# 取り組む課題:
[A] 出典のうち、"生まれてすぐの赤ちゃんを抱き"から"夜して構想を練ることとなる。"まで（末尾の語句も含む）を一字一句違えずに書き写してください。
[B] 出典について答えてください。
(i) 「あひる学級」の講座を主催したのはどこですか？
(ii) 講話の依頼があったのはいつですか？
(iii) 徹夜して構想を練ったのは講座の何日前ですか？

# 出典:
峰野裕二郎ブログ

私の在り方を問う

since 2005

親と子の絆をどう築く

2008年01月12日 | 家族
殺害後も切りつける?次男と母の腕に傷 八戸の殺人(朝日新聞) - goo ニュース

何故、これほどまでの惨【むご】さで母親と弟妹は、我が子に兄に殺されなければならなかったのだろうか。子が親を、親が子を殺害するという痛ましい事件が後を絶たない。

生まれてすぐの赤ちゃんを抱き寄せ、じっとその目を見つめると、赤ちゃんもまたじっと見つめ返す。出産を終え、深い感動に包まれている両親と、狭い産道を必死の思いで生まれ出てきた赤ちゃんとの初めての対面、それは赤ちゃんにとってこれからの人生の中で最も大切な出会いの瞬間だ。そしてその誕生の瞬間から始まる親の子に対する無償の慈【いつく】しみが親子の絆【きずな】を築くのであり、同時にそれがその後のその子の他者との人間関係の在り方を作る基礎となるものだ。

一昨々日、佐々町教育委員会主催の平成19年度「あひる学級(乳幼児を持つ親の講座)」の1月講座担当となっていた私は、佐々町に暮らす若いお母さんたちに『絵本の読み聞かせを通して考える子供の育ちと親の在り方』という少々長い題でお話をさせていただいた。

昨年の春に主催者から講話の内容・題、すべてお任せしますということで今回の依頼があった。胎児・乳幼児を持つ若い母親に伝えたいことのある私は有難くお引き受けした。
当初、題を掲げ、決められた時間の枠の中で話をするとなれば、その伝えたいことをどのように順序立てて話すかの構成を考えなければならないだろう。まぁ、時間もあるし、きっちりレジュメでも作ろうと考えていた。しかし、結局は講座の2日前に徹夜して構想を練ることとなる。

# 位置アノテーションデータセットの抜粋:
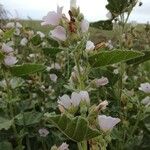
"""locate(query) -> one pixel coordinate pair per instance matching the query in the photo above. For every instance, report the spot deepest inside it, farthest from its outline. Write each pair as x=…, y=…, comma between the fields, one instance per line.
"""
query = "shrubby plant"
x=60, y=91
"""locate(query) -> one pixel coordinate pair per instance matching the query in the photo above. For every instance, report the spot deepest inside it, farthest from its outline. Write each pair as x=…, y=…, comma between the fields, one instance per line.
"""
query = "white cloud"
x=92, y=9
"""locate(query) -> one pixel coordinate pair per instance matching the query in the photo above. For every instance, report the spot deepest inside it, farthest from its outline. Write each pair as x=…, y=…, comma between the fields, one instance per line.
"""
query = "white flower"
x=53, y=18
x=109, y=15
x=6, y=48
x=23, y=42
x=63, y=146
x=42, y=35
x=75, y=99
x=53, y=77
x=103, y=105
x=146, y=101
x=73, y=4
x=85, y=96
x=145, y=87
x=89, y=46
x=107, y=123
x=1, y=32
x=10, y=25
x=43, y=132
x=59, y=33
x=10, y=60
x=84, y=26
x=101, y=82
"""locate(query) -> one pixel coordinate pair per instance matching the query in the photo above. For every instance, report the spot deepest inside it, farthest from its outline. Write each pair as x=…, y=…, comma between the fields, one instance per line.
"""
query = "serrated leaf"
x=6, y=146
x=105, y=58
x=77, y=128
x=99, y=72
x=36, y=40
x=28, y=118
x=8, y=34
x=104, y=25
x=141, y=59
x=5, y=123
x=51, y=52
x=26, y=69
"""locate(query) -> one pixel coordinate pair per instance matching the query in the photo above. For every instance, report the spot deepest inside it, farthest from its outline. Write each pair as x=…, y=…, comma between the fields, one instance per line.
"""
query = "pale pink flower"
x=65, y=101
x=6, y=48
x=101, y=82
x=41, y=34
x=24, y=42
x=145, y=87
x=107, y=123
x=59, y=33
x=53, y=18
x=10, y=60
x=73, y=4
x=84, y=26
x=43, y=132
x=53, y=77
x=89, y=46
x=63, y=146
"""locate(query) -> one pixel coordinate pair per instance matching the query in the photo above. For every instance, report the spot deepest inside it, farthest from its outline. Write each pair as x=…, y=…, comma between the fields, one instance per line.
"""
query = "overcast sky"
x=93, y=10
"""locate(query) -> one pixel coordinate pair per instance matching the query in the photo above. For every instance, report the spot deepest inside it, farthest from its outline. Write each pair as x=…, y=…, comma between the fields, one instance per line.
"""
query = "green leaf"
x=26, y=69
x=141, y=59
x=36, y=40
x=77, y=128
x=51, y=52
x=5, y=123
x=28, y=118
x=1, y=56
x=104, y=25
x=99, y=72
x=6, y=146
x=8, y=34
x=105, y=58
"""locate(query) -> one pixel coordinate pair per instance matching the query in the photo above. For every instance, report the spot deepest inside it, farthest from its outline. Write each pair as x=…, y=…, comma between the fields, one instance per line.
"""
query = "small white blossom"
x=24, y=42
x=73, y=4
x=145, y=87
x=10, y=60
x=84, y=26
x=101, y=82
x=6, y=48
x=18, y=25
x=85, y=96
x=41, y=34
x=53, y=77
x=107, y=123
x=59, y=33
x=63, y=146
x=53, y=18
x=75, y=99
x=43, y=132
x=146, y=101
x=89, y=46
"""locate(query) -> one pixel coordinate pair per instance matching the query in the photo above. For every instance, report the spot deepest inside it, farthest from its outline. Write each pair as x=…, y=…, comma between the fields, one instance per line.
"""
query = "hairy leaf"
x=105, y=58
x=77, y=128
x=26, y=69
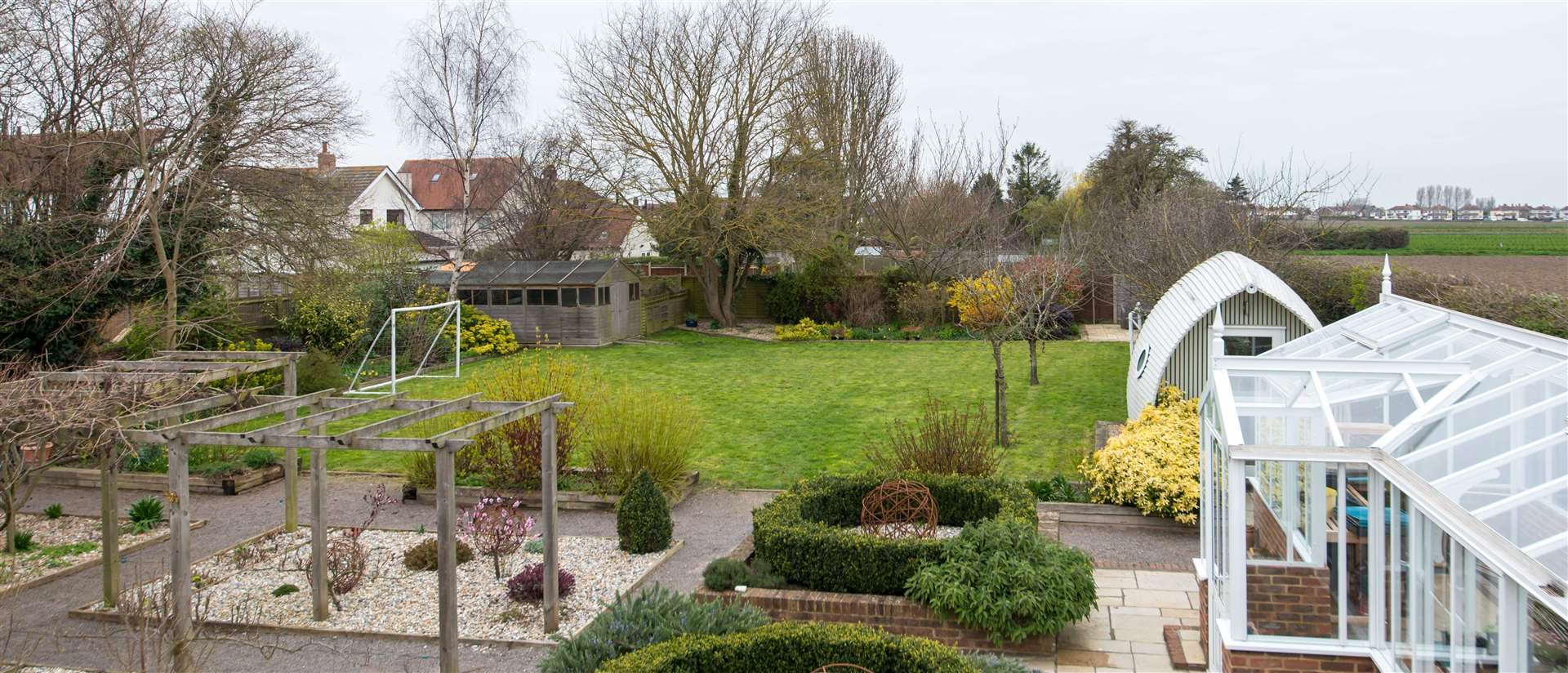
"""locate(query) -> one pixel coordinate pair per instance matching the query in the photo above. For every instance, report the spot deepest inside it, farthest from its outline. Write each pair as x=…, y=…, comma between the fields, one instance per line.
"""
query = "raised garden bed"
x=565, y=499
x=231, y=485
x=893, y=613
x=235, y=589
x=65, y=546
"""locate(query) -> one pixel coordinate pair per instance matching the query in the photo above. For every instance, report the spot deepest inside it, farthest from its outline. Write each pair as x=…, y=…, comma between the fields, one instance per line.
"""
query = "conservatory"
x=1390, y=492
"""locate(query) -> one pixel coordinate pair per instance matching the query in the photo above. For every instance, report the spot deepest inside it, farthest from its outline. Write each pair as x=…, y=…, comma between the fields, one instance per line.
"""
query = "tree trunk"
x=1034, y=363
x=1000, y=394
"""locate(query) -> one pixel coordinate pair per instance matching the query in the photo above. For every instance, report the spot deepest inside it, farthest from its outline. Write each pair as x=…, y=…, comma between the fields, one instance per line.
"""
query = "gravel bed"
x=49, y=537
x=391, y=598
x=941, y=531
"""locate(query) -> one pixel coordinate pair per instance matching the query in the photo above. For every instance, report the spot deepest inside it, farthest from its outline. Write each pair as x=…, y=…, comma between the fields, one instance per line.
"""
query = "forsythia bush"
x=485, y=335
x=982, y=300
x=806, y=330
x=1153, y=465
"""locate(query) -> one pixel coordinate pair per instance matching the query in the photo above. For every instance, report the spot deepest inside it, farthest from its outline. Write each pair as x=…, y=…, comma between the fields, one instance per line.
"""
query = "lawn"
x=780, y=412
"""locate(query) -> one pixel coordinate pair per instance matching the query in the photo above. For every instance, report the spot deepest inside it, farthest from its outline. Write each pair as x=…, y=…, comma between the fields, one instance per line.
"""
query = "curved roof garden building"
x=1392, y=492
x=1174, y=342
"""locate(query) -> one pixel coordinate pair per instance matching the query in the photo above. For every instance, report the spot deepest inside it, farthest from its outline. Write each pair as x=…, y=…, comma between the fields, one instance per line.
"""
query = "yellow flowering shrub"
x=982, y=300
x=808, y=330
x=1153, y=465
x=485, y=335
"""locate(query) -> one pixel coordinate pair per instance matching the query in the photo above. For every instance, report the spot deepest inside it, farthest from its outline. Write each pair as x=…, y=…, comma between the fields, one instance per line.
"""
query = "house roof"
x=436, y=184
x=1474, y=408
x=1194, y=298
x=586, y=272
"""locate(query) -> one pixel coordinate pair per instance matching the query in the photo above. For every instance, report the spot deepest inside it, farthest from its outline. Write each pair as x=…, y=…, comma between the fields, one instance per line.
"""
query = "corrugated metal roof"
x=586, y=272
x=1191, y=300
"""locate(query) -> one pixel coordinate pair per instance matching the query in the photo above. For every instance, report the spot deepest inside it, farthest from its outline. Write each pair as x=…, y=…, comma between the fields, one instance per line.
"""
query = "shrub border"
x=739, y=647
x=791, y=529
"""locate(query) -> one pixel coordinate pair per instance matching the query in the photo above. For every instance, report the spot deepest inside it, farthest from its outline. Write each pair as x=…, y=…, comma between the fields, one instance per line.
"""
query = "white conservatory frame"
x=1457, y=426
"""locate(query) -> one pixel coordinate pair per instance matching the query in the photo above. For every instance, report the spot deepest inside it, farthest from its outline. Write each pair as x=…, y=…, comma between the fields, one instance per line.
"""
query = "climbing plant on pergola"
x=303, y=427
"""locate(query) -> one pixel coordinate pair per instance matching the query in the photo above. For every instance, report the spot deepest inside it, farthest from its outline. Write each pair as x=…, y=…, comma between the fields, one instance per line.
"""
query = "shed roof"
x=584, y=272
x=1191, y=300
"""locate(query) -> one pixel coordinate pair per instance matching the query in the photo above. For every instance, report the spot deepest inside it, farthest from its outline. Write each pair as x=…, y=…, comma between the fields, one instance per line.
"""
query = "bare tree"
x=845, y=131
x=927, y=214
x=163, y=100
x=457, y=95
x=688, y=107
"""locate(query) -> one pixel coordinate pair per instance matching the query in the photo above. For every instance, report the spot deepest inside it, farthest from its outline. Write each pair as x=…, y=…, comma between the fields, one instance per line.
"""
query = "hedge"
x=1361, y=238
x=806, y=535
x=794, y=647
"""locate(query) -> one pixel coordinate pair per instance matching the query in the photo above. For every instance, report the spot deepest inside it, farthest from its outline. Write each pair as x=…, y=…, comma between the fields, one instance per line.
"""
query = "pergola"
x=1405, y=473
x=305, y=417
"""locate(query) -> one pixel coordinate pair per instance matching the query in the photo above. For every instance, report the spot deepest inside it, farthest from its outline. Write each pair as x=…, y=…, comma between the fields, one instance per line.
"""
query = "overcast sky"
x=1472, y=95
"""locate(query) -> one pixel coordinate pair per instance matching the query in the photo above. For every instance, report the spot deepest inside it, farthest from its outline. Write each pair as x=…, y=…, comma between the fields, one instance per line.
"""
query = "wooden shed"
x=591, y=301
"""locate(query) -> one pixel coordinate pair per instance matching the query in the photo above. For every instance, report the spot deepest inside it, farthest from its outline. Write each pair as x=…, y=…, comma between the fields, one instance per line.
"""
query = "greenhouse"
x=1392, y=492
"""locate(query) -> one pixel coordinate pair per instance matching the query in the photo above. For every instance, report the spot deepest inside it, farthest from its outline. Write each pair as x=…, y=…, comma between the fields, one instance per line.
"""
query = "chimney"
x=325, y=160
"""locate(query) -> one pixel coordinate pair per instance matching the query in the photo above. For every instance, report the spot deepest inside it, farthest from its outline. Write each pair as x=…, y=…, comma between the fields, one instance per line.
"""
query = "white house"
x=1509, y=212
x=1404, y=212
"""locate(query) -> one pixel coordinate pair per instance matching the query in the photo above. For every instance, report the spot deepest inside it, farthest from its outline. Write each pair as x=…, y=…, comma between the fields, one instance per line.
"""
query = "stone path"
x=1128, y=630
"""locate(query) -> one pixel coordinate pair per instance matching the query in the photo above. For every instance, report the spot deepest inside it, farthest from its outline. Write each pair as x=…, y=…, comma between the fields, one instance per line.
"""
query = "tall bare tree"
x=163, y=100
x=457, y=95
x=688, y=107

# 解答:
[A]
生まれてすぐの赤ちゃんを抱き寄せ、じっとその目を見つめると、赤ちゃんもまたじっと見つめ返す。出産を終え、深い感動に包まれている両親と、狭い産道を必死の思いで生まれ出てきた赤ちゃんとの初めての対面、それは赤ちゃんにとってこれからの人生の中で最も大切な出会いの瞬間だ。そしてその誕生の瞬間から始まる親の子に対する無償の慈【いつく】しみが親子の絆【きずな】を築くのであり、同時にそれがその後のその子の他者との人間関係の在り方を作る基礎となるものだ。

一昨々日、佐々町教育委員会主催の平成19年度「あひる学級(乳幼児を持つ親の講座)」の1月講座担当となっていた私は、佐々町に暮らす若いお母さんたちに『絵本の読み聞かせを通して考える子供の育ちと親の在り方』という少々長い題でお話をさせていただいた。

昨年の春に主催者から講話の内容・題、すべてお任せしますということで今回の依頼があった。胎児・乳幼児を持つ若い母親に伝えたいことのある私は有難くお引き受けした。
当初、題を掲げ、決められた時間の枠の中で話をするとなれば、その伝えたいことをどのように順序立てて話すかの構成を考えなければならないだろう。まぁ、時間もあるし、きっちりレジュメでも作ろうと考えていた。しかし、結局は講座の2日前に徹夜して構想を練ることとなる。

[B]
(i) 佐々町教育委員会
(ii) 昨年の春
(iii) 2日前